TEXTE À LIRE –

· · · · ·

Samedi 19 novembre dernier, des manifestations d’opposition et de soutien à la tauromachie ont eu lieu dans plusieurs villes françaises.
Tandis que le parti animaliste dénonce les pratiques archaïques d’un « spectacle de désolation terrible » s’apparentant à de la torture, les défenseurs de la corrida protestent contre cette nouvelle tentative d’abolir une tradition séculaire.
« La tauromachie, c'est notre identité, une culture vivante. Qu'on nous laisse vivre avec nos traditions », s’est insurgé le maire de Dax, Julien Dubois.
Les arguments invoqués de part et d’autre conduisent à une certaine perplexité : comment concilier la perpétuation de traditions et la nécessaire prise en compte du bien-être animal ?
Faut-il interdire la corrida au nom de l’éthique ?
L’éthique en jeu dans les arènes
L’existence de jeux taurins dans le Midi de la France date du Moyen âge, fait valoir l'Observatoire national des cultures taurines, mettant également en avant le fait que cette tradition est inspirée d'une « célébration millénaire du taureau, répandue sur l'ensemble du bassin méditerranéen sous des formes très diverses ».
“Célébration”, l’usage de ce terme pour caractériser le combat sanglant de l’homme et du taureau que ritualise la corrida à de quoi surprendre.
Alors que les spectacles du cirque sont de plus en plus controversés du fait de leur utilisation des animaux à des fins de divertissement, la tauromachie va plus loin en mettant en scène la mort de l’animal.
Étrange manière de rendre hommage au taureau que de l'exécuter en public et sous les applaudissements, surprenante conception du respect de l’animal que de s’arroger le droit de jouer ainsi avec sa vie.
Tout aussi contestable est l’existence d’écoles privées de Tauring, enseignant à de jeunes enfants à affronter le taureau selon les règles de la tauromachie - ce que ne manquent pas de souligner les défenseurs de la cause animale.

· · · · ·

ENREGISTREMENTS FOURNIS –
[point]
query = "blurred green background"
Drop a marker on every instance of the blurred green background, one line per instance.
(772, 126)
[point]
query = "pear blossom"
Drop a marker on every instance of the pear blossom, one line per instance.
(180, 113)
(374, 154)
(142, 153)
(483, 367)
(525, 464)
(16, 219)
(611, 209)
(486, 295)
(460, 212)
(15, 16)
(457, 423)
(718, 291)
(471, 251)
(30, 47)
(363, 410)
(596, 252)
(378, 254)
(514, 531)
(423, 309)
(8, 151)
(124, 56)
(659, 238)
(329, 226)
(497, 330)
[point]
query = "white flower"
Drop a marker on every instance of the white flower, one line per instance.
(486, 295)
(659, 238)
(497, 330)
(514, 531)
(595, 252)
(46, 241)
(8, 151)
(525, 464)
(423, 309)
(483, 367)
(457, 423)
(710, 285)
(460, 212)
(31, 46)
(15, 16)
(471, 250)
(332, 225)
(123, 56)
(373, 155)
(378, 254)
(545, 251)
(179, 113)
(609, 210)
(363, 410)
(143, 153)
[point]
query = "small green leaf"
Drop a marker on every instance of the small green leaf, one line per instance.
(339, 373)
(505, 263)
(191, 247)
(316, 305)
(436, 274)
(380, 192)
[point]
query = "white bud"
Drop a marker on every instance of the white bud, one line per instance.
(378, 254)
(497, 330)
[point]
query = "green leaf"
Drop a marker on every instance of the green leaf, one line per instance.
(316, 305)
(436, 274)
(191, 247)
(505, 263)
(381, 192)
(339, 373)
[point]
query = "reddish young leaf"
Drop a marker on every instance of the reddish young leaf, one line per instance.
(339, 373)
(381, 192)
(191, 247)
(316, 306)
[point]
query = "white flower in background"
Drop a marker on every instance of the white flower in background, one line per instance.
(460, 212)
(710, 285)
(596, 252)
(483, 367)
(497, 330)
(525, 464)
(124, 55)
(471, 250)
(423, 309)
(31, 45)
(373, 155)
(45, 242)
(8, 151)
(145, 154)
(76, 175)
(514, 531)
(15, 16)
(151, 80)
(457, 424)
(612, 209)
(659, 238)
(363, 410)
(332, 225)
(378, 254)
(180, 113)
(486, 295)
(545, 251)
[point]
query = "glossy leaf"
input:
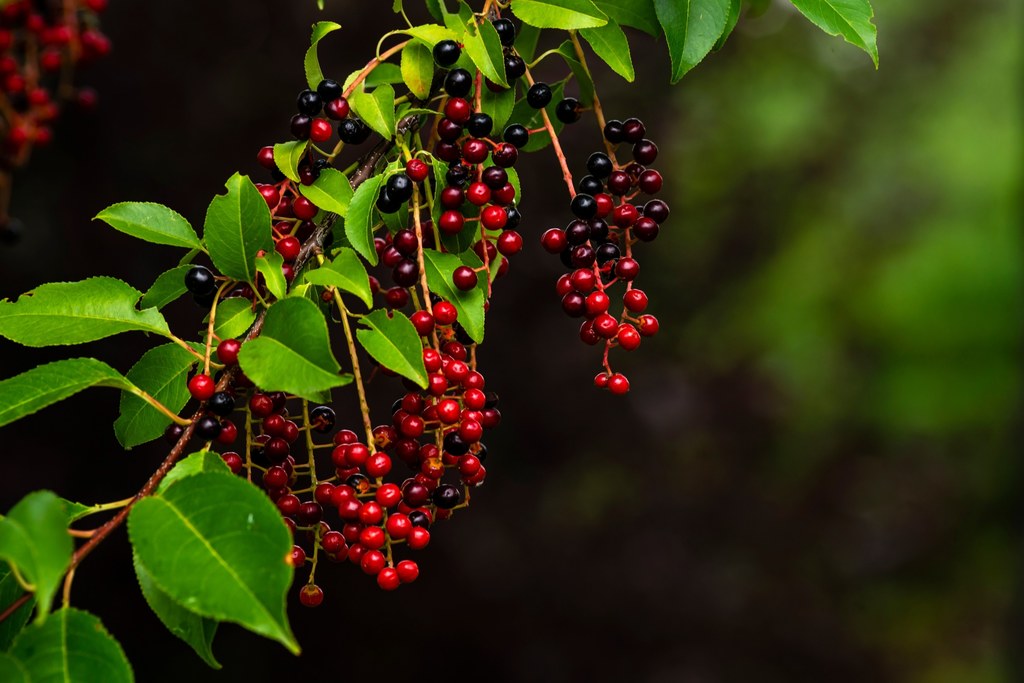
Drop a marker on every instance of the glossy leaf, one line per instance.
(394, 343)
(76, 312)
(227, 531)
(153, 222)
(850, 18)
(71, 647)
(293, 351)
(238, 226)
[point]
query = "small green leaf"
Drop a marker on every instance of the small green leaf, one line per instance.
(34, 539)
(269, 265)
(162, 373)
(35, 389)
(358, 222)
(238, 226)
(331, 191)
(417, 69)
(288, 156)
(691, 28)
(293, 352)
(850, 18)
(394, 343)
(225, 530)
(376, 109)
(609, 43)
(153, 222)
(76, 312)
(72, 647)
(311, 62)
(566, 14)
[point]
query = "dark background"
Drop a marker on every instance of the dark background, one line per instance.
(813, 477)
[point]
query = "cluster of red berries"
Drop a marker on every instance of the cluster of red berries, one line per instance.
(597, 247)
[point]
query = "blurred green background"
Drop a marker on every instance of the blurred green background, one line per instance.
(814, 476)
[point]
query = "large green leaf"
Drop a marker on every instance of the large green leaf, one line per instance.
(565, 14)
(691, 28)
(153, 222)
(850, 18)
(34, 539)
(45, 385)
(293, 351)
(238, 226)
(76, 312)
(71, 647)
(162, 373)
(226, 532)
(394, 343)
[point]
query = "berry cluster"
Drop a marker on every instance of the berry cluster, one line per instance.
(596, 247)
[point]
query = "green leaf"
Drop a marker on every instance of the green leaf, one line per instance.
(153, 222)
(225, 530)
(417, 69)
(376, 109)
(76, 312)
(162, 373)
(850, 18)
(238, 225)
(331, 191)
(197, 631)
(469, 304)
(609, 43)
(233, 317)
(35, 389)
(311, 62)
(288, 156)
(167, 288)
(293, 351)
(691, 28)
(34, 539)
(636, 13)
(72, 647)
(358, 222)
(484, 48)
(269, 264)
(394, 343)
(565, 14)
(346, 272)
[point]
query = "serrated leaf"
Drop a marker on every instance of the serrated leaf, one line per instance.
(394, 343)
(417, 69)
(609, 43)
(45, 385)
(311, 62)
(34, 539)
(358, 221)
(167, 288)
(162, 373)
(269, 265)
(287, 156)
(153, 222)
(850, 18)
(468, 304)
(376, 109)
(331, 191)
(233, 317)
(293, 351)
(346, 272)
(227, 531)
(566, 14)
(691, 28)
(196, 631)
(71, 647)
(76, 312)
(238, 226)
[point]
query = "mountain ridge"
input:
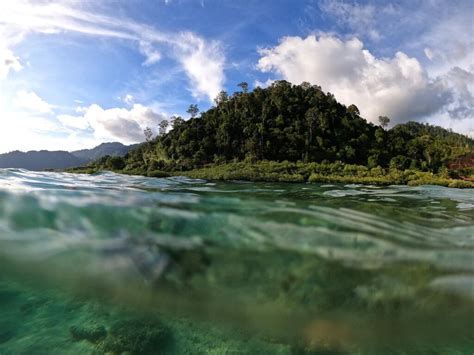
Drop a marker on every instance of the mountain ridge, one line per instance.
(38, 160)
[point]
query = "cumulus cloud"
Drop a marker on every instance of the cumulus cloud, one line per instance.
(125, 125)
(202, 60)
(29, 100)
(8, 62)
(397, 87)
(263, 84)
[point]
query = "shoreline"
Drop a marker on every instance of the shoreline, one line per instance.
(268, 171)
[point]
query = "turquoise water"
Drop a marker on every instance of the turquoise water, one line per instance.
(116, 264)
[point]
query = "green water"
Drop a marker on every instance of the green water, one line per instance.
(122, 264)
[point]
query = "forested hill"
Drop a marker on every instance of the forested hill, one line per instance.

· · · · ·

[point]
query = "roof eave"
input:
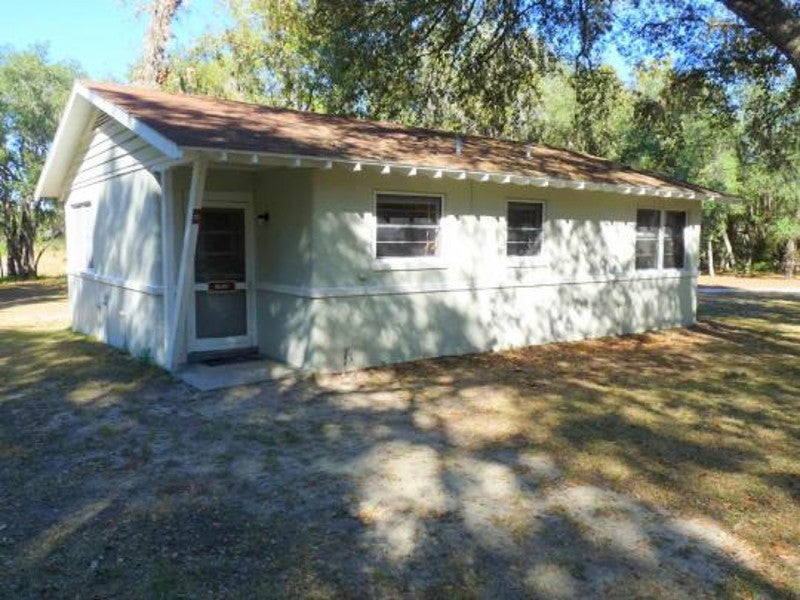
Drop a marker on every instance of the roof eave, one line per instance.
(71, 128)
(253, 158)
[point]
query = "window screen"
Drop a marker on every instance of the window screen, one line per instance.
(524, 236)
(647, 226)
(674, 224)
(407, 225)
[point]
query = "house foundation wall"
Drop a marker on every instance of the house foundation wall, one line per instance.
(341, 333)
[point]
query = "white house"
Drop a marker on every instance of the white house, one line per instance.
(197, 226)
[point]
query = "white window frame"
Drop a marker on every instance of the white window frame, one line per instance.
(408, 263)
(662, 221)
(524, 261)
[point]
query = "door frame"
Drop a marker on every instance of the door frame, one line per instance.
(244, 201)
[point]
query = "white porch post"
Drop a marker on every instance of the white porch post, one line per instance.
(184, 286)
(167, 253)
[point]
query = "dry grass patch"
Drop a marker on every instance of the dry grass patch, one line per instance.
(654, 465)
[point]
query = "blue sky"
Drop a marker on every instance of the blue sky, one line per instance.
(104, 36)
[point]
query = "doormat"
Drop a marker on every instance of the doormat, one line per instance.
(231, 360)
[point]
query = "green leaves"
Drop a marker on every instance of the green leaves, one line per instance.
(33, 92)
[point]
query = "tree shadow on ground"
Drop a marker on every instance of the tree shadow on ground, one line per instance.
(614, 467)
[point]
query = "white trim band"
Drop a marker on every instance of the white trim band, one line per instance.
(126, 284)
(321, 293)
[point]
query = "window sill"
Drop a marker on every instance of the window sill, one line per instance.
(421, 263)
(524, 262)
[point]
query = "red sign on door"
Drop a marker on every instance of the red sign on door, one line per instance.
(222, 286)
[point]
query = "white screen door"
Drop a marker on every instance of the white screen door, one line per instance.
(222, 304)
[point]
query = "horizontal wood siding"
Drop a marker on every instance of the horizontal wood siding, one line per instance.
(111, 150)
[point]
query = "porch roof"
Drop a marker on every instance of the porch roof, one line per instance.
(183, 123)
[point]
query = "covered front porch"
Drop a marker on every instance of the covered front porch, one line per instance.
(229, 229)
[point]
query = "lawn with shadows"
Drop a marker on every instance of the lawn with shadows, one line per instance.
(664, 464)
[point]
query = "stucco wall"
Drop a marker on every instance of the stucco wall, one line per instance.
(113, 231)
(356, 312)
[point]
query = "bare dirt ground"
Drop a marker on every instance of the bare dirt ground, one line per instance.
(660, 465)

· · · · ·

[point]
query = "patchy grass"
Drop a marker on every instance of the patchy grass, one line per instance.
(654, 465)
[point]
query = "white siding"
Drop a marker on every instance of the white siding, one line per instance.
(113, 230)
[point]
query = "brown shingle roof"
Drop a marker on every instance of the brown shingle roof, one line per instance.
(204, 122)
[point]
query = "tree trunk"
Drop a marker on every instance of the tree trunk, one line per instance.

· · · · ·

TÂCHES DEMANDÉES –
1 – Indiquez combien de lignes des enregistrements contiennent la chaîne « sill », en ne donnant que ce nombre.
2 – Poursuivez le texte sur la corrida au-delà de sa dernière phrase.

RÉPONSES PAR TÂCHE –
1 – 2

2 –
👉 La corrida heurte de nombreuses sensibilités et le maintien de sa pratique pose indéniablement des questions éthiques.
L’éthique animale n’implique-t-elle pas de refuser que ce dernier puisse être ainsi relégué à un statut d’objet dont nous pourrions disposer à l’envi, allant jusqu’à nous arroger un droit de vie et de mort sur lui ?
Si l’exploitation et la consommation d'animaux par l’homme relèvent de la nécessité et de modes de vie ancestraux, la violence gratuite que donne à voir ce spectacle semble attester du bien-fondé des accusations de “cruauté” formulées à maintes reprises par les opposants à la corrida.
Or, à l’émotion provoquée par la souffrance animale s’oppose l’émotion des défenseurs de la corrida ; le débat est passionnel.
L’exigence éthique paraît se heurter à la défense de dimensions culturelles et esthétiques.
Incontestablement, la perspective d’une interdiction ne fait pas l’unanimité : comment comprendre que cette tradition se soit perpétuée jusqu’à nos jours et qu’elle continue à être défendue avec tant de ferveur ?
La corrida, un art ?
“Il ne ferma pas les yeux
quand il vit les cornes toutes proches,
mais les mères terribles
levèrent la tête.
Et à travers les troupeaux,
s’éleva un air de voix secrètes,
cris lancés aux taureaux célestes
par des gardiens de brume pâle.”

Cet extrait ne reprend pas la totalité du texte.